What the task requires: Your task is to reproduce, exactly and only, the lines running from the line containing "Retail shelf audit request: identify every alamy" to the end of the data below, both included.

Stored records:

::::

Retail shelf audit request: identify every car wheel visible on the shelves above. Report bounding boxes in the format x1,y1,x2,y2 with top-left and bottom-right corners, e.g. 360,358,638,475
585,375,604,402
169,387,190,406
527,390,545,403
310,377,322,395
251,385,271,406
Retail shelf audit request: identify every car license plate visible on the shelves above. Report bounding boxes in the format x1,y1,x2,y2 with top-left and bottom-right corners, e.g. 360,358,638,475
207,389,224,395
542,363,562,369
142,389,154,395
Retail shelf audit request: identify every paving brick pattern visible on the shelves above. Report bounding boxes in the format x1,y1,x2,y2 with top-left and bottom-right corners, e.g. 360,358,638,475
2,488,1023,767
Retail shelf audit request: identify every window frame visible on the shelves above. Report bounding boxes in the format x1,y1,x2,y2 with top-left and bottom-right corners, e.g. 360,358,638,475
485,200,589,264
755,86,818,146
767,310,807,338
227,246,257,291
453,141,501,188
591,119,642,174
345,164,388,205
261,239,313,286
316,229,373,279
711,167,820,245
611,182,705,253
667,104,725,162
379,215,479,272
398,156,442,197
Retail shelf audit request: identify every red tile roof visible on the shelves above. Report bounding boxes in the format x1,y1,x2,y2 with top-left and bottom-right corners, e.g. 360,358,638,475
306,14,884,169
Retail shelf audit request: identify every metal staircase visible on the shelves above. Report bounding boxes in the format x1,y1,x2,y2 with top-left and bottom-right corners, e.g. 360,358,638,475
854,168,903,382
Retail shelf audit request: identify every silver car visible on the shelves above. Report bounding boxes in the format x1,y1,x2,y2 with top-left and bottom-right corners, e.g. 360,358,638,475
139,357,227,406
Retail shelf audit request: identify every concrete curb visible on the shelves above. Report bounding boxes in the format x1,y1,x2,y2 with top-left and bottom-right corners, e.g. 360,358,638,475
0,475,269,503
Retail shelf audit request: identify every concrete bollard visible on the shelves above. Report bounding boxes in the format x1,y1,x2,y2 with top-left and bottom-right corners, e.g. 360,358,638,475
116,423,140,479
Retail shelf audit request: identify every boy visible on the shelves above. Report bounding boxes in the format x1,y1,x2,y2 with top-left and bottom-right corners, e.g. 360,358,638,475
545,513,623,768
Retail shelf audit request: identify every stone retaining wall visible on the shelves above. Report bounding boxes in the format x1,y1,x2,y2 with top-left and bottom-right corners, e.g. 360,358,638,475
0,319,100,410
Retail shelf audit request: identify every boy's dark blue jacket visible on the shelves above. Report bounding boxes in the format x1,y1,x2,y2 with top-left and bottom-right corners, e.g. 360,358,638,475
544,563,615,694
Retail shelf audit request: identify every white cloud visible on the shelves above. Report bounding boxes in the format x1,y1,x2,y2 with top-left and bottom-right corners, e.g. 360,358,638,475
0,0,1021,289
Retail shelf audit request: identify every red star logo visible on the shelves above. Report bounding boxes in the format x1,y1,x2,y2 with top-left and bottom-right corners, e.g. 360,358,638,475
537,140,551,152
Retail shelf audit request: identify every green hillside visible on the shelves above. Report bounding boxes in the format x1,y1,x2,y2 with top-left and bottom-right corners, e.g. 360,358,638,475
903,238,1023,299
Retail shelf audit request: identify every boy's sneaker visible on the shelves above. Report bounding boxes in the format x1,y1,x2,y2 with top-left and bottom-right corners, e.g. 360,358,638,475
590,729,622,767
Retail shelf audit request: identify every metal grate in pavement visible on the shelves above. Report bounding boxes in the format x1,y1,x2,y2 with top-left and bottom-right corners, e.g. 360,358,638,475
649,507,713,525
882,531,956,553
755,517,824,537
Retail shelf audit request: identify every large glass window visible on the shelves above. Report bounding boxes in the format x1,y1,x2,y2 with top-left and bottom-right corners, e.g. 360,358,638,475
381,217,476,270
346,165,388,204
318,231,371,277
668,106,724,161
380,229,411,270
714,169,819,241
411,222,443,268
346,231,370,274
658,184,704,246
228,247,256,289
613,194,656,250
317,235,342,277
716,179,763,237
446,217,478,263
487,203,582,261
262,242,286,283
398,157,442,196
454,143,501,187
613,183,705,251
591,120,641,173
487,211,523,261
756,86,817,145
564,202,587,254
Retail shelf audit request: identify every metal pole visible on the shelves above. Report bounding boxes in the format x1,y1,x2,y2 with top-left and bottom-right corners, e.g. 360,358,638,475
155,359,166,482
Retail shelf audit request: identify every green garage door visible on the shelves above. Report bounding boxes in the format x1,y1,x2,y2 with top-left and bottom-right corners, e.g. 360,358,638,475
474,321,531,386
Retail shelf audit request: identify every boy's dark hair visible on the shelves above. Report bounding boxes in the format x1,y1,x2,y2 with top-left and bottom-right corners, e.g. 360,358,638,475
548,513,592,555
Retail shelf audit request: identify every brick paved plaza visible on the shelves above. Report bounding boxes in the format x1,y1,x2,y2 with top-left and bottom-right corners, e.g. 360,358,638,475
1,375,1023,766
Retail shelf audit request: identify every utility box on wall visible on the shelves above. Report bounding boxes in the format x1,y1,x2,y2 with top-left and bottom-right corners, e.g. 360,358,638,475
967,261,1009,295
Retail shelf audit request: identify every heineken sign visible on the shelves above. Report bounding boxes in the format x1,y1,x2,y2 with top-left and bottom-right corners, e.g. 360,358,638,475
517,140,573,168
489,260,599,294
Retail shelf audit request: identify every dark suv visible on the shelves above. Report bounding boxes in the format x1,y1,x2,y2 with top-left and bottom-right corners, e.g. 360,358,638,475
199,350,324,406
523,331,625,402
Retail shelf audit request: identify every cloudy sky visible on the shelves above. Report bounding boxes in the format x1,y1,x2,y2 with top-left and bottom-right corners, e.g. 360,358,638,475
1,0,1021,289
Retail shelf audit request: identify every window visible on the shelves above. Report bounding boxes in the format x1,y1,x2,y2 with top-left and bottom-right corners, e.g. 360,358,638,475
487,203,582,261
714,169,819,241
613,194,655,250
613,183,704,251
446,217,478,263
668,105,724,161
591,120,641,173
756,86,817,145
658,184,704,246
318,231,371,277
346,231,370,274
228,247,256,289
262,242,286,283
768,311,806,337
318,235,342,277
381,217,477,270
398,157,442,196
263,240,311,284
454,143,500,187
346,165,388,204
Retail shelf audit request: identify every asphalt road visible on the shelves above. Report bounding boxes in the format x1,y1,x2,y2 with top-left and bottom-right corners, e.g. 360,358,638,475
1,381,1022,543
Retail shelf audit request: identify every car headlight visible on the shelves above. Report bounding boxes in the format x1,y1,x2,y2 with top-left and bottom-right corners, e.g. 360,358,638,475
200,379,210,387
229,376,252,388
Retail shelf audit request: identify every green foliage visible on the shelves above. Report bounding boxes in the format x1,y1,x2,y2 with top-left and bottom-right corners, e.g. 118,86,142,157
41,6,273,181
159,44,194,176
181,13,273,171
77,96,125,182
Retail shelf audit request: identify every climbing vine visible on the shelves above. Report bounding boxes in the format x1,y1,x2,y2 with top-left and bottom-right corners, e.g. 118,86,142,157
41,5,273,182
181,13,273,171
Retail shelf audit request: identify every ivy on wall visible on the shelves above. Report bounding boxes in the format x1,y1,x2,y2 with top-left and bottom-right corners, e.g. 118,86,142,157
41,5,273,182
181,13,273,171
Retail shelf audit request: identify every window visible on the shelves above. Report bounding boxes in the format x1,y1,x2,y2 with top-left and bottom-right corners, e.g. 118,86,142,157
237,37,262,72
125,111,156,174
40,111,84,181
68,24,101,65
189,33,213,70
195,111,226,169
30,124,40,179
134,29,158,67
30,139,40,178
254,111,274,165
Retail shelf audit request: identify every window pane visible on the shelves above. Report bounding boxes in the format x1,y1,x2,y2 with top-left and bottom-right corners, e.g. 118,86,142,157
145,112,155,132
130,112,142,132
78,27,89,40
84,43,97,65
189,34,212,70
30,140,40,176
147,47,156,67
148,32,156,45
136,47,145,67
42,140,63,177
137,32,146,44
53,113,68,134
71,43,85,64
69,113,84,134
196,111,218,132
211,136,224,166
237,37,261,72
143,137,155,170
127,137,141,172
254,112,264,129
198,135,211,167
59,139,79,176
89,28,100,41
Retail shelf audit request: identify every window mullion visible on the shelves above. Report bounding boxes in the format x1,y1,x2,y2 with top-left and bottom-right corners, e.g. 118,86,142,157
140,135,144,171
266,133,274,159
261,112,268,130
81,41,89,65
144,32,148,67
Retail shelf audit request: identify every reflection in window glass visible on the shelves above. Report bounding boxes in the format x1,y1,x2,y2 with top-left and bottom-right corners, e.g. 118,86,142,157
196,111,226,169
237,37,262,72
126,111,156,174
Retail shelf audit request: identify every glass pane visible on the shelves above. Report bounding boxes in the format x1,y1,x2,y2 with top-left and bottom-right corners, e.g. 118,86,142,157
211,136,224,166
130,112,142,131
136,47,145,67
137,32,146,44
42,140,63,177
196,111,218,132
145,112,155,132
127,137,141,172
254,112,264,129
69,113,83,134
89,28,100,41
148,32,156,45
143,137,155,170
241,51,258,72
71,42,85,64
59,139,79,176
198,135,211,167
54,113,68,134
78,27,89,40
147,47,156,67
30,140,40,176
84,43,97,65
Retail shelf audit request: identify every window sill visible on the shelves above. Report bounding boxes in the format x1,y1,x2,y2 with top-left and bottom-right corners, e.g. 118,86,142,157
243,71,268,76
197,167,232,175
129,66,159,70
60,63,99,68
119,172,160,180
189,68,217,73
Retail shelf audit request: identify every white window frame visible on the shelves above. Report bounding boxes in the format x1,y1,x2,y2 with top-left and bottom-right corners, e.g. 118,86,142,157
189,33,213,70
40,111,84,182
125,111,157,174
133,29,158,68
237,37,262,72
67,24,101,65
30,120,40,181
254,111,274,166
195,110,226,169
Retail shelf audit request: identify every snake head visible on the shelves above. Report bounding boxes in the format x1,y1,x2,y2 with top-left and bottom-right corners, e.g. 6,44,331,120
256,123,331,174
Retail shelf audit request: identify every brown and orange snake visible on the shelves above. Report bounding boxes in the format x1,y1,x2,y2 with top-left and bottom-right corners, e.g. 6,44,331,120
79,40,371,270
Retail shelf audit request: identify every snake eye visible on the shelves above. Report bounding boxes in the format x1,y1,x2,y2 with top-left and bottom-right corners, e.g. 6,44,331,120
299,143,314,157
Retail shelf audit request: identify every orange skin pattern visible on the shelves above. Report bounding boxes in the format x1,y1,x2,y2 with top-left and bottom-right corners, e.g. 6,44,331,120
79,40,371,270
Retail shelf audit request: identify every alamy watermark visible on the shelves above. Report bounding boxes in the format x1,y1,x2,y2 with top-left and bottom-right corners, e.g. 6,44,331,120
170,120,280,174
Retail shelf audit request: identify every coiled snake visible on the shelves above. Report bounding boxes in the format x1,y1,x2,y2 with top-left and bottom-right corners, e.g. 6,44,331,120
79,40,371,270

::::

Output for this exercise:
Retail shelf audit request: identify every alamy watermark visible on the shelves above. Report bounding boxes in the format x1,y1,x2,y2 with top-left and bottom-right corners, e.g. 6,44,331,120
170,120,280,174
Retail shelf audit request: identify every coiled snake visible on the shelves above. Report bounding boxes in the format x1,y1,x2,y2 with top-left and bottom-right corners, e.g. 6,44,331,120
79,40,371,270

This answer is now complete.